**CHALLENGE A:**
Answer these from the cold start injector passage below, one answer per line:
(i) What color is the wire to the Cold Start Injector?
(ii) Where is the Thermal Time Switch screwed in?
(iii) When does the Thermal Time Switch provide a ground?

**TEXT SHOWN:**
The Cold Start Injector is normally fired by 12V coming from the Starter (which is why you don't want to apply 12V to that line). This is the yellow wire to the Cold Start Injector. If you test that wire with a volt meter, you should have 12V (or so) there when the engine is being cranked. However, the CSI won't fire unless it also has a ground, which it gets through the Thermal Time Switch (screwed into the cylinder head between #2 and #3 intake manifold runners - should have yellow and green wires). The Thermal Time Switch only provides a ground when the engine is cold. So, in order to fire the Cold Start Injector when the engine is warm, you need to provide a ground circuit that is "made" when when you press your button. That way, you can control the Cold Start Injector when the engine is cranking without causing any other problems.

**THE RECORDS:**
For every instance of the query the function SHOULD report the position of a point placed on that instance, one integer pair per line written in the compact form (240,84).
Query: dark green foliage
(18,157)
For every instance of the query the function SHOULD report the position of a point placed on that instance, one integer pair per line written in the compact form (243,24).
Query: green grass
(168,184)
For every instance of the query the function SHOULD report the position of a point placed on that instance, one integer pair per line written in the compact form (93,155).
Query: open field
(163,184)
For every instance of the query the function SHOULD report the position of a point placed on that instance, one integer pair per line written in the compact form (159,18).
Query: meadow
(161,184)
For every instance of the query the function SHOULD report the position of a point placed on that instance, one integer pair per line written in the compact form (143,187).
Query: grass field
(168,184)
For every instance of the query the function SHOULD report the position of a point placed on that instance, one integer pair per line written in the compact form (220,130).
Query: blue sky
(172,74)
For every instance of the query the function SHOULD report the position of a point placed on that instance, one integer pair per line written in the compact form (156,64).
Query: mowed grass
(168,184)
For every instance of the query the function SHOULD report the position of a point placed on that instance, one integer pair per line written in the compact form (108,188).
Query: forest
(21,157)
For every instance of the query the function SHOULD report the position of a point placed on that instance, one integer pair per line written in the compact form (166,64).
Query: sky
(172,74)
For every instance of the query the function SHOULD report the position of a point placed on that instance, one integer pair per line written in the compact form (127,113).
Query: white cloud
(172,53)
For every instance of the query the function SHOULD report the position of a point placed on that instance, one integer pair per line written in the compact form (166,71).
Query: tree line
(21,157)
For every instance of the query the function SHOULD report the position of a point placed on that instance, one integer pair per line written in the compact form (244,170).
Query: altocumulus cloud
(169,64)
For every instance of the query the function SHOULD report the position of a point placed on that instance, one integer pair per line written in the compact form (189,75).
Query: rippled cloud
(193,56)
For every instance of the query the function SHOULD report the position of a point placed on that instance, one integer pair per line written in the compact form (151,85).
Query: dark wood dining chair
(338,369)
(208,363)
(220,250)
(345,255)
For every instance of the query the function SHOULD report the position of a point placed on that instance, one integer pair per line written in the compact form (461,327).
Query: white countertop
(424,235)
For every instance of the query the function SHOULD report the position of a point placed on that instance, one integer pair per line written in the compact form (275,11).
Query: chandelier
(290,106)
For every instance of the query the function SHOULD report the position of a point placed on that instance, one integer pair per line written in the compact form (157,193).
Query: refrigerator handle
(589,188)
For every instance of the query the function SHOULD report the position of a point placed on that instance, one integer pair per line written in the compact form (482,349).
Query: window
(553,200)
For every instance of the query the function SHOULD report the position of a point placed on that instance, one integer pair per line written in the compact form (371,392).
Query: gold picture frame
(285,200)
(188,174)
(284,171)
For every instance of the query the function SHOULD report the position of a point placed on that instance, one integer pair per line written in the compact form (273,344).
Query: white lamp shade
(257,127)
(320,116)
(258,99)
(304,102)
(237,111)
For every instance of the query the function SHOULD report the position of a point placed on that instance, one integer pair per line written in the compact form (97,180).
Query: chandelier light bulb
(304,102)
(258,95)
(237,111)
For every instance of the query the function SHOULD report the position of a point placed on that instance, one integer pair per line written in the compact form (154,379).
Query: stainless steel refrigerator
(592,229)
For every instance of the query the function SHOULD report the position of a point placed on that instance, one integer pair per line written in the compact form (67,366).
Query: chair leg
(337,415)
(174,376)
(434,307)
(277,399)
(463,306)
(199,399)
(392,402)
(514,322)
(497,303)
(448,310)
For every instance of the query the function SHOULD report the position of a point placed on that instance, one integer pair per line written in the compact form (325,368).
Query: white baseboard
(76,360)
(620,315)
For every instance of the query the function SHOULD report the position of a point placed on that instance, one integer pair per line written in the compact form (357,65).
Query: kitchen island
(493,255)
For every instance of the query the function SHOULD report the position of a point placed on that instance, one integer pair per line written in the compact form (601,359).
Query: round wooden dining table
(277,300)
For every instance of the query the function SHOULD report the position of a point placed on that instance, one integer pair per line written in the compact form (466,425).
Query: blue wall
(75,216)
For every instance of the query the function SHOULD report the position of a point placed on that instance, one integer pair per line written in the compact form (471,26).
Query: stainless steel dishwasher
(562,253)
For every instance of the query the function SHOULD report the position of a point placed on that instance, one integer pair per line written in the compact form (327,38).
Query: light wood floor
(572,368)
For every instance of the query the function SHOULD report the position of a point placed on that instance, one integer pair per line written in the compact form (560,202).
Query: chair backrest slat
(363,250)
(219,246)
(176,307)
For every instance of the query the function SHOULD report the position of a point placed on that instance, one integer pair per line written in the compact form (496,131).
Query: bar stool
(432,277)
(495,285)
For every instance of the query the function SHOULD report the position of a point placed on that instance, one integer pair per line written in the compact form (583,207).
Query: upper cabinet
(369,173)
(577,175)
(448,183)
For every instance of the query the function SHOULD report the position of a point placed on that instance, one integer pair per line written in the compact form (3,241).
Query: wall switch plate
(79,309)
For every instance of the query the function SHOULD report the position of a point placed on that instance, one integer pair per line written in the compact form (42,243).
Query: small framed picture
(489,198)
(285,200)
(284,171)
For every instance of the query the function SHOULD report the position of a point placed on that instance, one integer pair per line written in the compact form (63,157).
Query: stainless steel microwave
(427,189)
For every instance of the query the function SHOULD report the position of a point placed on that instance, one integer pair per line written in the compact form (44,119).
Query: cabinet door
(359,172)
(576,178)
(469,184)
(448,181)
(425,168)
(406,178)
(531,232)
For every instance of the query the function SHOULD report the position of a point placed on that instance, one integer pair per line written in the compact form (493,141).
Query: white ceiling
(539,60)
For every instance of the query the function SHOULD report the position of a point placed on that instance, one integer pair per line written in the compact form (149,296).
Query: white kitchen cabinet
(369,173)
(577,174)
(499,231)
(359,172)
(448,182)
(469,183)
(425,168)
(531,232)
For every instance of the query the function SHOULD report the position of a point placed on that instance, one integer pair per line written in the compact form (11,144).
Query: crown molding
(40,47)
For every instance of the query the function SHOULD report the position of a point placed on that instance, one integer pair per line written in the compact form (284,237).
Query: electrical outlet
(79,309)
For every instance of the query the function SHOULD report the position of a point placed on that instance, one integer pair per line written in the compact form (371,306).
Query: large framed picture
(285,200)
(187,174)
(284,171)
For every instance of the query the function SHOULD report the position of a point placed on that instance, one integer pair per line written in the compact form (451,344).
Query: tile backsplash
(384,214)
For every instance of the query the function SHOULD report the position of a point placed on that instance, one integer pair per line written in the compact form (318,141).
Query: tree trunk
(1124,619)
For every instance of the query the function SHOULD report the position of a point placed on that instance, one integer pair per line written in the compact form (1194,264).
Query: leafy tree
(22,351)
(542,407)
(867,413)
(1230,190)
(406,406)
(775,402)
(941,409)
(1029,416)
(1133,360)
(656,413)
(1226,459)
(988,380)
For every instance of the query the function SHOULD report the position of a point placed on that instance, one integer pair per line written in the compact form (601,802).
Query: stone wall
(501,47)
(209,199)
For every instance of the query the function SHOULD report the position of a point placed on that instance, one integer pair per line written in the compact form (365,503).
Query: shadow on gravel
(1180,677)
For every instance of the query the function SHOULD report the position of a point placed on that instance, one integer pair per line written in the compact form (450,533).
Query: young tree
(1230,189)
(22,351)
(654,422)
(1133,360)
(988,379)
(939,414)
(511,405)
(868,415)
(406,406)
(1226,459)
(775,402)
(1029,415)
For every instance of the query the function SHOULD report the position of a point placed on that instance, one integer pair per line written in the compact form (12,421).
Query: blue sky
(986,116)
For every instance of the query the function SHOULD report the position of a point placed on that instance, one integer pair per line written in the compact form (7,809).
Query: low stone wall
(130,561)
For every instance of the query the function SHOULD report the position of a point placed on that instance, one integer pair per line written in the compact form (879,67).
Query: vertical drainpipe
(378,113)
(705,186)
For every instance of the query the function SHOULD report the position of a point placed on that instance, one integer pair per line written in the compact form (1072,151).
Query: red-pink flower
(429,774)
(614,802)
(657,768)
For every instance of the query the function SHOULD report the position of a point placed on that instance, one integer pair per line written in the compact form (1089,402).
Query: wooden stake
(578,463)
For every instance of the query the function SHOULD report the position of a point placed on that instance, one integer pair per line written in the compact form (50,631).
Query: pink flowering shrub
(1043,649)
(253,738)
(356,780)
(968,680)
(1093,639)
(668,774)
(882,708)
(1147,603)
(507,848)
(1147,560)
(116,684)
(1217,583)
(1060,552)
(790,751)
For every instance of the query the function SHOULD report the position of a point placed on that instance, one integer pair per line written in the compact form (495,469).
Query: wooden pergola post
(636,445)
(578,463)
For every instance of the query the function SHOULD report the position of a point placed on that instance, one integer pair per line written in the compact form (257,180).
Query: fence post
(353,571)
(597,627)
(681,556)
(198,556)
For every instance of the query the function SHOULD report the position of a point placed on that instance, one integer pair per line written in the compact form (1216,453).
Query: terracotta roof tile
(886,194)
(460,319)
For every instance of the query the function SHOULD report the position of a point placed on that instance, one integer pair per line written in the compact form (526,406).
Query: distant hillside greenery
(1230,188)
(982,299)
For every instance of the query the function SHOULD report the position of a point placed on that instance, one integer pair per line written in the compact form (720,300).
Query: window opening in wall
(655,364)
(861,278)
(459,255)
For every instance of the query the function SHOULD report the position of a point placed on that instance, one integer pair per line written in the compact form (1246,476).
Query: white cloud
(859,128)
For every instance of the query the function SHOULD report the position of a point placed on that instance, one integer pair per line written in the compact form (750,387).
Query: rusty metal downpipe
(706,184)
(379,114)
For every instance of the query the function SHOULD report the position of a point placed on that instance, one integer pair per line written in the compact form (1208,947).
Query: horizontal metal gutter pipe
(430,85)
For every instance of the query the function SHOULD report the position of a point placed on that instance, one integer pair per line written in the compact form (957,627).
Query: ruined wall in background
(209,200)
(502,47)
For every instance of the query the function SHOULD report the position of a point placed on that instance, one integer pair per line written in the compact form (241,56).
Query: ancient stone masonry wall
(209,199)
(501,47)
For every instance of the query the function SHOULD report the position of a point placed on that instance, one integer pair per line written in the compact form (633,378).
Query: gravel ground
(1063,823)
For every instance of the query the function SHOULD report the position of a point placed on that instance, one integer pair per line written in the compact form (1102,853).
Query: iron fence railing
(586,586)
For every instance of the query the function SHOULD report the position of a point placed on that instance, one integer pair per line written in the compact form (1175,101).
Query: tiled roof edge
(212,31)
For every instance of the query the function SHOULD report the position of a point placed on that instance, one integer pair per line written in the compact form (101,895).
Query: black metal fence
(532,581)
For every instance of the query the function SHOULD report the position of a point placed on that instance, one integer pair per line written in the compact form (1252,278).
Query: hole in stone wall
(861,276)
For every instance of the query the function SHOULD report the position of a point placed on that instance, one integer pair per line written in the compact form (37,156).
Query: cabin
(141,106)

**CHALLENGE B:** Extract every line of the records above that contains the string "gravel". Case counts.

**CORRECT OUTPUT A:**
(i) Yellow.
(ii) Into the cylinder head between #2 and #3 intake manifold runners.
(iii) Only when the engine is cold.

**CORRECT OUTPUT B:**
Query: shadow on gravel
Query: gravel ground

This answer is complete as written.